* **Extract**
The opinion of the court was delivered by: Terence P. Kemp United States Magistrate Judge
REPORT AND RECOMMENDATION
On January 9, 2006, pro se prisoner Phillip Tate filed a complaint in this Court alleging violations of his constitutional rights under 42 U.S.C. §1983. On March 21, 2006, defendants Joe Williams, Inspector of Institutional Services at Noble Correctional Institution ("NCI"); Jose Ventosa, M.D., medical director at NCI; Sergeant Tony Wittekind, hearing officer at NCI; Jeffrey Wolfe, Warden at NCI; Michelle Eberlin, Warden at Belmont Correctional Institution ("BCI"); William Eleby, Chief of Bureau of Classification and Reception for the Ohio Department of Rehabilitation and Correction ("ODRC"); and Reginald Wilkinson, Director of ODRC (collectively known as "defendants") filed a motion to dismiss pursuant to Fed.R.Civ.P. 12(b)(6). The motion is fully briefed and is now ripe for decision. For the following reasons, it will be recommended that the motion to dismiss be granted in part and denied in part.
The following facts are taken from the complaint. Mr. Tate is a prisoner in the ODRC system currently serving his sentence at Ross Correctional Institution ("RCI"). In June 2004, Mr. Tate sent a personal letter to Terry Collins, the Deputy Director of the ODRC, complaining about the actions and conduct of the NCI Deputy Warden. As a result of sending the letter, Mr. Tate was placed in punitive segregation and received a conduct report for the use of inappropriate language in the letter. A hearing was held concerning Mr. Tate's letter. Mr. Tate was denied the use of his requested witnesses and was sentenced to five days in the disciplinary cell.
In October 2005, Mr. Tate sent a personal letter to Dr. Ventosa concerning alleged racial discrimination in medical treatment. Upon reading the letter, Dr. Ventosa issued a conduct report against Mr. Tate for disrespecting a staff member. A hearing was held and Mr. Tate was again denied the opportunity to present witnesses. The hearing officers cited Mr. Tate's use of inappropriate language and sentenced him to fifteen days of commissary restriction.

* **List of tasks**
a - In the report, condense the paragraph beginning "In October 2005" into a shorter version that keeps its main facts.
b - Please write out the stretch of the report from "The following facts" through "the disciplinary cell." word for word.
c - Answer these questions from the report:
(i) On what date did Phillip Tate file his complaint?
(ii) At which institution is Mr. Tate currently serving his sentence?
(iii) How many days in the disciplinary cell was he sentenced to after the hearing about his June 2004 letter?

* **Dataset entries**
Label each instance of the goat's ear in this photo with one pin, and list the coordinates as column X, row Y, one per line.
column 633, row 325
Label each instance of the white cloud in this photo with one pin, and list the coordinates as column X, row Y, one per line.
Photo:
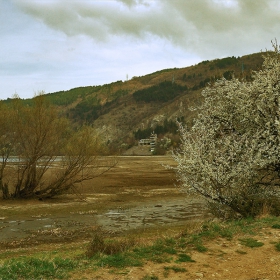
column 59, row 44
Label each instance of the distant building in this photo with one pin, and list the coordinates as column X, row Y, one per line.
column 151, row 142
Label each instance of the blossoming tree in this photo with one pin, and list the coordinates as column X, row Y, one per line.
column 231, row 154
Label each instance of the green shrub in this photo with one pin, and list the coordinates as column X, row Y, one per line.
column 250, row 242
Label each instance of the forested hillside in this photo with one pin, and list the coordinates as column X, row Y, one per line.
column 125, row 111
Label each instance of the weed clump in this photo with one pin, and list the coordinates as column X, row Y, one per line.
column 250, row 242
column 100, row 244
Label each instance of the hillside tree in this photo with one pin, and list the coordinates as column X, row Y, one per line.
column 42, row 156
column 231, row 154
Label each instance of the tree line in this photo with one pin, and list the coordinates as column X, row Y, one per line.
column 41, row 154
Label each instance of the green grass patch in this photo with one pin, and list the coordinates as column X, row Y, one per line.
column 277, row 226
column 119, row 260
column 250, row 242
column 32, row 268
column 148, row 277
column 277, row 246
column 175, row 268
column 241, row 252
column 184, row 258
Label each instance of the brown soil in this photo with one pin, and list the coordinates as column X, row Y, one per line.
column 134, row 182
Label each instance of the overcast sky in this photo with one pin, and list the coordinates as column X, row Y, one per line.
column 52, row 45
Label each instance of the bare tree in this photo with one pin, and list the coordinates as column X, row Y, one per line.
column 231, row 155
column 51, row 157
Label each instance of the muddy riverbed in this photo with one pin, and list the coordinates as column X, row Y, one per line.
column 138, row 193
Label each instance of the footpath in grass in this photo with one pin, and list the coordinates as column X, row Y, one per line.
column 117, row 254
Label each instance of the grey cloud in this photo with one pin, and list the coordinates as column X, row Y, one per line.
column 206, row 27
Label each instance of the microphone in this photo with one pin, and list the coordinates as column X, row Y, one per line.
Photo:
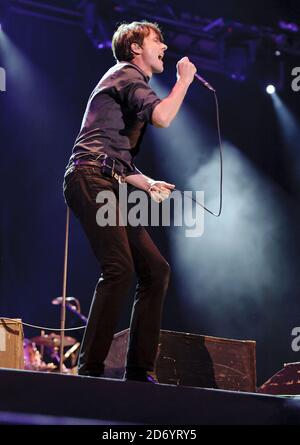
column 205, row 83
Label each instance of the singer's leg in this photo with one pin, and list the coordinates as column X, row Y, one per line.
column 153, row 273
column 111, row 247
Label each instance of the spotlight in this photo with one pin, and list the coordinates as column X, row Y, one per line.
column 271, row 89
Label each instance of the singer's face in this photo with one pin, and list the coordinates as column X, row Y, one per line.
column 152, row 54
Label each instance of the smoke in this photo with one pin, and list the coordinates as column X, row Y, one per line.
column 244, row 259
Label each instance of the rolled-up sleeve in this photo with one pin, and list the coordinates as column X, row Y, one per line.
column 142, row 100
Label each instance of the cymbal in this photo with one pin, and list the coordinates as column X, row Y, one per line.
column 52, row 340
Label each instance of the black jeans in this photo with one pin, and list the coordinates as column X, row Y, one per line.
column 122, row 252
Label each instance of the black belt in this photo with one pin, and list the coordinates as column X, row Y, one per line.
column 106, row 165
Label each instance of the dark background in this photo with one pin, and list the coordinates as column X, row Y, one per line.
column 241, row 280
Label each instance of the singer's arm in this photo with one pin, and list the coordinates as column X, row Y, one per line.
column 167, row 109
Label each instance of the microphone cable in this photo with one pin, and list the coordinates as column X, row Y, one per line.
column 219, row 213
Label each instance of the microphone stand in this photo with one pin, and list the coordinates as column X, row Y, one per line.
column 64, row 293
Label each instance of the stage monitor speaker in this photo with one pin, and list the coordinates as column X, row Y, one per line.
column 285, row 382
column 194, row 360
column 11, row 344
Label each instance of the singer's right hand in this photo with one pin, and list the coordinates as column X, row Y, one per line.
column 186, row 70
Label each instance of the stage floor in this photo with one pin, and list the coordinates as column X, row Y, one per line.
column 54, row 399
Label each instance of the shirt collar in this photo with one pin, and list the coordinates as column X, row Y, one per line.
column 146, row 77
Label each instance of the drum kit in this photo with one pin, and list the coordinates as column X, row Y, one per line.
column 41, row 353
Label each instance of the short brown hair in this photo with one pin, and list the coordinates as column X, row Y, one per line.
column 128, row 33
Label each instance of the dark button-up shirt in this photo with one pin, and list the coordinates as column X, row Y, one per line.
column 117, row 113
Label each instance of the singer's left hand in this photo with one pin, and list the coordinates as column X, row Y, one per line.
column 160, row 190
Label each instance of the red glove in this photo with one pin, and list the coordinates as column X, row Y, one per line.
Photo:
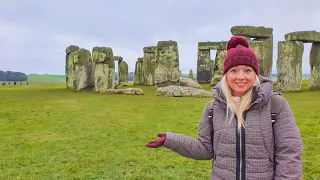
column 157, row 143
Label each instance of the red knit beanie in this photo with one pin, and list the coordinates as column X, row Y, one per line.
column 239, row 53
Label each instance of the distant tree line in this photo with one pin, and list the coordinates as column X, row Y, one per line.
column 12, row 76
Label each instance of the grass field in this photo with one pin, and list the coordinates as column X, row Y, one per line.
column 48, row 132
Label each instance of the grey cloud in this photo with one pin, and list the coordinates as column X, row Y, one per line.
column 41, row 30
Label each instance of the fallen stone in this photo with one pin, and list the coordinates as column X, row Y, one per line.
column 167, row 64
column 181, row 91
column 289, row 65
column 304, row 36
column 126, row 91
column 252, row 31
column 187, row 82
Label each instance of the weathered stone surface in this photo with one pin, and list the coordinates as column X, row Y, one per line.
column 251, row 31
column 104, row 68
column 213, row 65
column 289, row 65
column 117, row 58
column 212, row 45
column 191, row 74
column 150, row 49
column 265, row 55
column 149, row 65
column 138, row 72
column 79, row 70
column 72, row 48
column 304, row 36
column 315, row 66
column 219, row 60
column 189, row 83
column 215, row 80
column 127, row 91
column 181, row 91
column 123, row 73
column 220, row 45
column 204, row 66
column 167, row 64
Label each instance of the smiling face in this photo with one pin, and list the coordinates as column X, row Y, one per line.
column 240, row 79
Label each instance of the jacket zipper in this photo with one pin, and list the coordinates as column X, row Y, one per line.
column 240, row 153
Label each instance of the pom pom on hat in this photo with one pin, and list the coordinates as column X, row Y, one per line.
column 240, row 53
column 237, row 40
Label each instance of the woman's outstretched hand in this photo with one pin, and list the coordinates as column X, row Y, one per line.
column 157, row 143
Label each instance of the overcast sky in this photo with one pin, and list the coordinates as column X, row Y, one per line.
column 35, row 33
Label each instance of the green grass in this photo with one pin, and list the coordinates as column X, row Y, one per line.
column 48, row 132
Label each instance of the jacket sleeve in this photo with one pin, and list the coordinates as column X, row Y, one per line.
column 288, row 144
column 200, row 148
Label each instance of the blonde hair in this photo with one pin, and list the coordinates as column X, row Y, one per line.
column 231, row 106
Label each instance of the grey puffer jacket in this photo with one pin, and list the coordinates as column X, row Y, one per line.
column 250, row 153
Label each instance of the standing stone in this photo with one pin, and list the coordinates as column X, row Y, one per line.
column 79, row 69
column 167, row 64
column 69, row 68
column 104, row 68
column 212, row 67
column 138, row 72
column 204, row 66
column 259, row 33
column 315, row 66
column 289, row 65
column 191, row 74
column 219, row 60
column 123, row 72
column 149, row 64
column 265, row 61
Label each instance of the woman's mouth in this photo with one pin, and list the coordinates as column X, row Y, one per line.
column 240, row 84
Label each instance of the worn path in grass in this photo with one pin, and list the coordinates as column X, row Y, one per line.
column 48, row 132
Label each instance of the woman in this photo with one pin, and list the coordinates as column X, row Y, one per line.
column 240, row 137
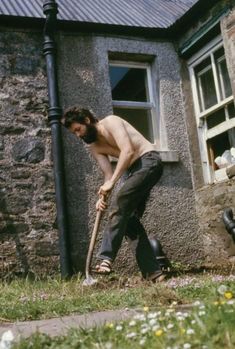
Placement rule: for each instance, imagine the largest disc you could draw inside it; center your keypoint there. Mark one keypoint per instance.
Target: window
(214, 108)
(132, 96)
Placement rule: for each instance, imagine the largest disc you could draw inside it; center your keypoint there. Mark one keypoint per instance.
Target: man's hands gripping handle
(103, 193)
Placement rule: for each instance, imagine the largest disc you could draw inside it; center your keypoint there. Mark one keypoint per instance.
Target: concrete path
(59, 326)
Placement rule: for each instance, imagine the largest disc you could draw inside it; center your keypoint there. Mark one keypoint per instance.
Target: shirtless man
(140, 163)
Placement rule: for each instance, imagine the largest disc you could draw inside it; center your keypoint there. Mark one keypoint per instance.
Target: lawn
(186, 311)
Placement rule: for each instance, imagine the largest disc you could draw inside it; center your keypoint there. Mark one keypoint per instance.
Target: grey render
(174, 210)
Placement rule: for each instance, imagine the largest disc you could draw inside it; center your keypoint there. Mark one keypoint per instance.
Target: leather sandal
(104, 267)
(156, 276)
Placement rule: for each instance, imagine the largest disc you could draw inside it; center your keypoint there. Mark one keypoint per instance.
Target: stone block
(46, 248)
(28, 150)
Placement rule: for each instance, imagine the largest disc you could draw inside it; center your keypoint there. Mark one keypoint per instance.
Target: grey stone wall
(28, 237)
(212, 199)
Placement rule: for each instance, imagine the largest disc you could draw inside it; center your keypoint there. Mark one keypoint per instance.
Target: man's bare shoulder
(110, 119)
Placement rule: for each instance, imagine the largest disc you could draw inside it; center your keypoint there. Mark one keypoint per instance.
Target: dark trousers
(127, 207)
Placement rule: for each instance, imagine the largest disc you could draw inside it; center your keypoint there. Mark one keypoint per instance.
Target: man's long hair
(76, 114)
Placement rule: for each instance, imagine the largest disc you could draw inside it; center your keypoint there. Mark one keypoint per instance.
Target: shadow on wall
(77, 166)
(9, 232)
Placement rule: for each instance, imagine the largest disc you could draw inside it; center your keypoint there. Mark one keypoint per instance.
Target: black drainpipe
(54, 115)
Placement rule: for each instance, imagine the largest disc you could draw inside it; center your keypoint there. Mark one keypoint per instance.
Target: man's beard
(91, 134)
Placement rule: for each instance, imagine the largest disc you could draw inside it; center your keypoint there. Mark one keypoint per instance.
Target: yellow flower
(158, 333)
(228, 295)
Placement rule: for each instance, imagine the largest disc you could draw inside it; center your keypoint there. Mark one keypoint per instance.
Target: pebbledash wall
(183, 213)
(211, 200)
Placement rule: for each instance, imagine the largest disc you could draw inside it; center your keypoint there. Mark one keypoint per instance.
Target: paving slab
(60, 326)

* **Task responses**
a - In October 2005, Mr. Tate wrote Dr. Ventosa about alleged racial discrimination in medical treatment. Dr. Ventosa then issued him a conduct report for disrespecting a staff member. At the hearing, Mr. Tate was again refused witnesses, and the officers, citing his inappropriate language, gave him fifteen days of commissary restriction.

b -
The following facts are taken from the complaint. Mr. Tate is a prisoner in the ODRC system currently serving his sentence at Ross Correctional Institution ("RCI"). In June 2004, Mr. Tate sent a personal letter to Terry Collins, the Deputy Director of the ODRC, complaining about the actions and conduct of the NCI Deputy Warden. As a result of sending the letter, Mr. Tate was placed in punitive segregation and received a conduct report for the use of inappropriate language in the letter. A hearing was held concerning Mr. Tate's letter. Mr. Tate was denied the use of his requested witnesses and was sentenced to five days in the disciplinary cell.

c -
(i) January 9, 2006
(ii) Ross Correctional Institution ("RCI")
(iii) Five days